(Available data)
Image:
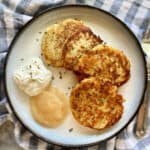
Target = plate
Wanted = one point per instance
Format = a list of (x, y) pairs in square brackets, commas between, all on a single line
[(27, 45)]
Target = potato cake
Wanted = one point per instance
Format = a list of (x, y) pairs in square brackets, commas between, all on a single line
[(95, 103), (54, 38), (79, 43), (106, 62)]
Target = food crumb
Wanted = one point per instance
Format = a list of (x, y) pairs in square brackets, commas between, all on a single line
[(71, 129)]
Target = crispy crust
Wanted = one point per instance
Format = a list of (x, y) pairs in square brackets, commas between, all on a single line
[(106, 62), (54, 38), (79, 43), (95, 103), (80, 76)]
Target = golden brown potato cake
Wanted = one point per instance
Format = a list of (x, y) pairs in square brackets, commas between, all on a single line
[(79, 43), (54, 38), (95, 103), (106, 62), (80, 76)]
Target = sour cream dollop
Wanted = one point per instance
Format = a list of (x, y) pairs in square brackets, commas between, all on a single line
[(33, 77)]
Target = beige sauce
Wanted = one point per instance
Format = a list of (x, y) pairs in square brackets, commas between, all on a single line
[(50, 107)]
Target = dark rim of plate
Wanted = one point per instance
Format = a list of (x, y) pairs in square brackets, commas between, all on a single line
[(30, 22)]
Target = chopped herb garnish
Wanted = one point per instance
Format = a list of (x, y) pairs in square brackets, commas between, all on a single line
[(71, 129)]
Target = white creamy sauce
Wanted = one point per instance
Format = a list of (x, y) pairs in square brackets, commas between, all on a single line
[(33, 77)]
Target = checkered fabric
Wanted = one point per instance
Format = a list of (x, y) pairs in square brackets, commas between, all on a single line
[(15, 13)]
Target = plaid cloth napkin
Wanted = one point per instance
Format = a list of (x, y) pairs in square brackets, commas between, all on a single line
[(15, 13)]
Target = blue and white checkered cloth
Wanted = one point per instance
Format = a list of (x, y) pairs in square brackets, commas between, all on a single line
[(15, 13)]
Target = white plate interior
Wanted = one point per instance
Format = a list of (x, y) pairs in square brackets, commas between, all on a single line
[(28, 46)]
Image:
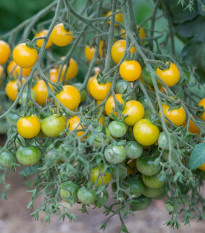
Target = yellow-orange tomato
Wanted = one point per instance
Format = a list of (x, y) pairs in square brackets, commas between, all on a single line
[(134, 111), (41, 92), (145, 132), (71, 71), (130, 70), (12, 89), (39, 42), (170, 76), (25, 56), (202, 103), (110, 104), (15, 70), (28, 127), (60, 36), (69, 97), (99, 91), (118, 50), (53, 75), (74, 124), (4, 52), (176, 116), (89, 51), (118, 18)]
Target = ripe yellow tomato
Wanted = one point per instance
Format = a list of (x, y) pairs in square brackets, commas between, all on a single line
[(60, 36), (15, 70), (39, 42), (53, 75), (71, 71), (202, 103), (130, 70), (28, 127), (99, 91), (41, 92), (25, 56), (176, 116), (118, 18), (170, 76), (89, 51), (134, 111), (118, 50), (110, 104), (145, 132), (12, 89), (4, 52), (69, 97), (74, 124)]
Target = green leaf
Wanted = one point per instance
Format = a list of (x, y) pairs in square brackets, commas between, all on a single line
[(197, 156)]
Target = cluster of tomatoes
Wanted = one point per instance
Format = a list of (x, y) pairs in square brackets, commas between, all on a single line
[(95, 134)]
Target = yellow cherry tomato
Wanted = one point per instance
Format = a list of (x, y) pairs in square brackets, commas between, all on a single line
[(130, 70), (176, 116), (69, 97), (118, 50), (74, 124), (134, 111), (118, 18), (28, 127), (89, 51), (15, 70), (202, 103), (25, 56), (60, 36), (110, 104), (99, 91), (39, 42), (71, 71), (145, 132), (41, 92), (4, 52), (170, 76)]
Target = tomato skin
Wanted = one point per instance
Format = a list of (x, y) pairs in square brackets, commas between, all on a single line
[(39, 42), (28, 156), (69, 190), (202, 103), (104, 177), (15, 70), (6, 159), (53, 125), (86, 196), (145, 165), (60, 36), (28, 127), (130, 70), (140, 203), (25, 56), (145, 132), (118, 50), (176, 116), (110, 104), (69, 97), (4, 52), (170, 76), (133, 149), (71, 72), (153, 182), (134, 111), (115, 154), (117, 129), (99, 91), (153, 193)]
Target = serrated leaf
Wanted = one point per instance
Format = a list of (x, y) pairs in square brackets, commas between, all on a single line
[(197, 157)]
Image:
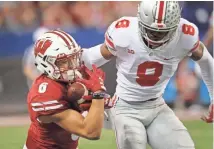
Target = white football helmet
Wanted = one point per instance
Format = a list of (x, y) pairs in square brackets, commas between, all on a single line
[(55, 48), (158, 20)]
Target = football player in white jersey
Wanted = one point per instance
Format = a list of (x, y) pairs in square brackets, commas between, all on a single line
[(148, 49)]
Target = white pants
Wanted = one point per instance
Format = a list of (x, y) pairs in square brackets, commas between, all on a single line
[(137, 123)]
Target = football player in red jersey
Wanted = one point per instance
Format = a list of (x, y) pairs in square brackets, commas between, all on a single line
[(52, 118)]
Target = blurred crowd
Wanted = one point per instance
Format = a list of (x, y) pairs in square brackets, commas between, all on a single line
[(19, 16)]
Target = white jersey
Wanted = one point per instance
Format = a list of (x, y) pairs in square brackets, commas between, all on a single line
[(143, 74)]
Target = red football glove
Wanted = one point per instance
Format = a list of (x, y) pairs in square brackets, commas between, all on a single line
[(109, 103), (209, 117), (95, 81)]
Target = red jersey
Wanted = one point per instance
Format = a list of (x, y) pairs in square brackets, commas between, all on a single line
[(47, 97)]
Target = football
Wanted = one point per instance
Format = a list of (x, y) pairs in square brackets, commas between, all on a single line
[(75, 92)]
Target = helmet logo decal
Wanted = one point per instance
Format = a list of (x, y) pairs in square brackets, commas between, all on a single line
[(41, 46)]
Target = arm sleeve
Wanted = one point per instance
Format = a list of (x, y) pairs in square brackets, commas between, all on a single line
[(114, 40), (47, 105), (93, 56), (190, 36)]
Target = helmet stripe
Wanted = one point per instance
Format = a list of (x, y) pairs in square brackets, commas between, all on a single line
[(68, 36), (160, 12), (61, 36)]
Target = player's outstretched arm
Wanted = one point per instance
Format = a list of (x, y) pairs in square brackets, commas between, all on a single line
[(72, 121), (98, 55), (205, 61)]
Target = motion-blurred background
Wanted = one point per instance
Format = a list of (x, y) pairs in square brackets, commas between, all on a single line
[(22, 22)]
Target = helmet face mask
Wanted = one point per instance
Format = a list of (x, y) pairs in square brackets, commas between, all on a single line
[(158, 21), (58, 55)]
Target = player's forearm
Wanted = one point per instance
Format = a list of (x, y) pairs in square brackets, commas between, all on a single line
[(93, 56), (94, 120), (206, 65)]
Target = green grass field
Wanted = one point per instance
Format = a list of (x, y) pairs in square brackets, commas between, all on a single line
[(14, 137)]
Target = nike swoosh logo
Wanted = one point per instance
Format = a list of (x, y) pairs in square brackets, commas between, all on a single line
[(168, 58)]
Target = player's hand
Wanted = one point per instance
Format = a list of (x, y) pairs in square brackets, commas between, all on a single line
[(108, 103), (95, 82), (208, 118)]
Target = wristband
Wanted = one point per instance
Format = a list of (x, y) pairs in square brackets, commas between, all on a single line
[(100, 95)]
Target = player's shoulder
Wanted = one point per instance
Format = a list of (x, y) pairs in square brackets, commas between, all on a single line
[(189, 34), (120, 31), (45, 87)]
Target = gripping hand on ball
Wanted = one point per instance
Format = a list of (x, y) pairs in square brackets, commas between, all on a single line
[(209, 117), (95, 82)]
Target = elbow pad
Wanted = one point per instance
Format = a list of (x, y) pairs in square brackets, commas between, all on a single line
[(93, 56)]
(End Available data)
> **Work to complete**: Transcribe exactly, please, the lines between the start of the records above and the line holding "Target = beige sauce", counting both of those lines and omitting pictures.

> **Expected answer**:
Image:
Target = plate
Wanted = one point per instance
Format = a list of (x, y) pairs in square brackets, commas between, all on a single line
[(27, 45)]
Target = potato cake
Wanted = one point per instance
Format = a list of (x, y) pairs in square brackets, commas between, all on a single line
[(95, 103), (54, 38), (79, 43), (106, 62)]
Target = food crumb
Wanted = one point per instance
Format = a list of (x, y) pairs in square brackets, commas between, all on a single line
[(71, 129)]
Target = crispy crust
Wanted = one point per instance
Format = a list of (x, y) pairs in square brackets, commas between, all on a single line
[(106, 62), (54, 38), (79, 43), (95, 103), (80, 76)]
Target = golden brown potato cake
Wanted = one point per instance
Format = a list of (x, y) pairs in square brackets, commas between, all on a single line
[(79, 43), (54, 38), (95, 103), (106, 62), (80, 76)]
Target = sour cream dollop
Wanted = one point per instance
Format = a list of (x, y) pairs in square brackets, commas between, all on a single line
[(33, 77)]
Target = beige sauce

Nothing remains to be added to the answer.